### Aim of the task
From the line containing "cliff shown in this photo." through the last line of the entries below, repeat each line word for word and leave out the rest.

+++++

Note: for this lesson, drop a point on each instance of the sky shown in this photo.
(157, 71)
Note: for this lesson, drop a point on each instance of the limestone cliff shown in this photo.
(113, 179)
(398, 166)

+++++

### Reply to the task
Note: for this lesson, drop a point on each instance of the limestone cliff shown in this photo.
(113, 179)
(398, 166)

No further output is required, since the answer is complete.